Data provided Block Start

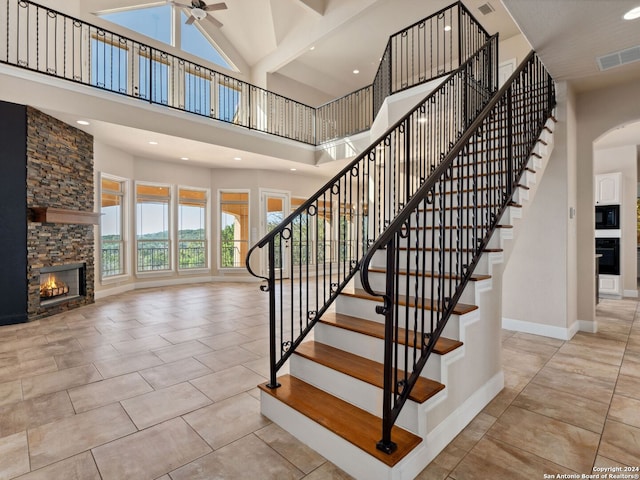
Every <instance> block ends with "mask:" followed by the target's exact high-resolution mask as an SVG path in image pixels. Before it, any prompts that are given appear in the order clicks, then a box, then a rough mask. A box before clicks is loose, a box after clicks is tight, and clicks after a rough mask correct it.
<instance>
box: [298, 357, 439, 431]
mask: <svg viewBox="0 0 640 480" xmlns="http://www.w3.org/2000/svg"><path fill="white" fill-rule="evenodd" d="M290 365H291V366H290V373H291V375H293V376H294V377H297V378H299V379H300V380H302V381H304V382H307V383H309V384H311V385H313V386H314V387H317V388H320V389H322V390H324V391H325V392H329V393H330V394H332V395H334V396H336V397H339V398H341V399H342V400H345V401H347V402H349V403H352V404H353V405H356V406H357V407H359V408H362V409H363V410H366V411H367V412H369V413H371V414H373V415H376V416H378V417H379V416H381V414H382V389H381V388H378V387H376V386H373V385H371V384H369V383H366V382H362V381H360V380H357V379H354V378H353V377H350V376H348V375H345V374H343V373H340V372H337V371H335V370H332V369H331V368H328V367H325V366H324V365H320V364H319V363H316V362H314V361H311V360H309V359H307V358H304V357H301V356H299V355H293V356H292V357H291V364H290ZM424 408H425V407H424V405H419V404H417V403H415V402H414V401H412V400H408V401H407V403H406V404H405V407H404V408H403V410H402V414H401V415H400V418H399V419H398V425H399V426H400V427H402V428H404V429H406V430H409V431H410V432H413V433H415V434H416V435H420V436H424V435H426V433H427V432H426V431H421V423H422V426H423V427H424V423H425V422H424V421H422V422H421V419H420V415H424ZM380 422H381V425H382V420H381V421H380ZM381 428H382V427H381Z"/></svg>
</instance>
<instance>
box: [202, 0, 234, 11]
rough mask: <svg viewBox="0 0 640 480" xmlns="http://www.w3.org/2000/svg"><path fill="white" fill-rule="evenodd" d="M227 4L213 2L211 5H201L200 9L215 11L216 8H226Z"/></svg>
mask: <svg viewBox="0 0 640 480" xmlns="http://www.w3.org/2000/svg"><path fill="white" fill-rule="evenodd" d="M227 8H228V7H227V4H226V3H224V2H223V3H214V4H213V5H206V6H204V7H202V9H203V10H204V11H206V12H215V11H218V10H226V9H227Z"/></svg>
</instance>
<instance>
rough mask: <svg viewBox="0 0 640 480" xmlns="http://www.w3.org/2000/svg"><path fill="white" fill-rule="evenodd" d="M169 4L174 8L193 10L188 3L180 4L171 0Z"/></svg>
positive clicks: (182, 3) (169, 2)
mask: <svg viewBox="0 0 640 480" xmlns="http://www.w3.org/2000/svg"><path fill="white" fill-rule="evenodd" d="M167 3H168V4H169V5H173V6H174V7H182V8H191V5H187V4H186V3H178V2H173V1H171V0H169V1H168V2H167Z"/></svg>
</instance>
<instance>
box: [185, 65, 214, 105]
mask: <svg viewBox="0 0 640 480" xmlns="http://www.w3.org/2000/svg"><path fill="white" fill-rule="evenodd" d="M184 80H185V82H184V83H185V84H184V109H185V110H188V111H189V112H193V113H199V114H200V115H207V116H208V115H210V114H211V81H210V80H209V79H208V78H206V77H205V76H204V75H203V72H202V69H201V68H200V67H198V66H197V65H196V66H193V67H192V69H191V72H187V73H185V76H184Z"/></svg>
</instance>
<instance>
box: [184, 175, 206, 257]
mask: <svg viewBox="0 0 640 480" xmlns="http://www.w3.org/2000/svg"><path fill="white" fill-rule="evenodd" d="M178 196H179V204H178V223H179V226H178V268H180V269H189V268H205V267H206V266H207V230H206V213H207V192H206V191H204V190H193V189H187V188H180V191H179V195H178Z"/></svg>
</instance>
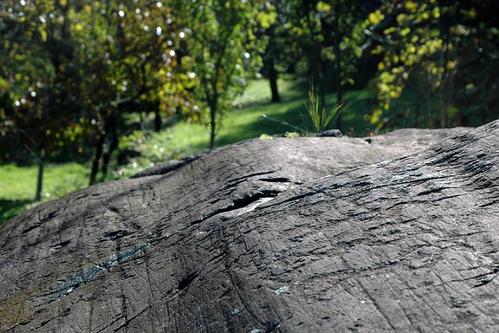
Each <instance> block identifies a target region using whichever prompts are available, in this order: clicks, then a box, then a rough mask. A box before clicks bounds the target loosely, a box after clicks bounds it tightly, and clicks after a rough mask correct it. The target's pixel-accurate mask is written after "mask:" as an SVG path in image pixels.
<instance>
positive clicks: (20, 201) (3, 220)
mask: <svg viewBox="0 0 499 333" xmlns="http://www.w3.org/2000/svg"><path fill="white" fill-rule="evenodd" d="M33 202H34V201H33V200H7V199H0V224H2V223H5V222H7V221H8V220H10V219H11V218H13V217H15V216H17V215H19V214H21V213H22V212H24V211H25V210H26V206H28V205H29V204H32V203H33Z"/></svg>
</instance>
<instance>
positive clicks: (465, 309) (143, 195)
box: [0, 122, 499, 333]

Data provided Block End

• **Work item**
In the entries above, identify each line that includes the string "pixels", then copy it.

• **Solution to this problem**
Every <instance> block ends with "mask:" followed by the target's exact high-resolution mask as an SVG path in image pixels. Before it, any prompts that are given appear in the order clicks, then a box, then a rough mask. A box before clicks is loose, a box after clicks is tight, and clicks after a rough mask correct it.
Each <instance> block identifies a target region using whichever prompts are available, in this order: clicks, then a box, then a rough mask. A box before clicks bounds the target loosely, a box after clicks bounds it tightly, and clicks after a rough mask correct it. The target's pixel-accurate mask is written after "mask:" as an SVG path in image pixels.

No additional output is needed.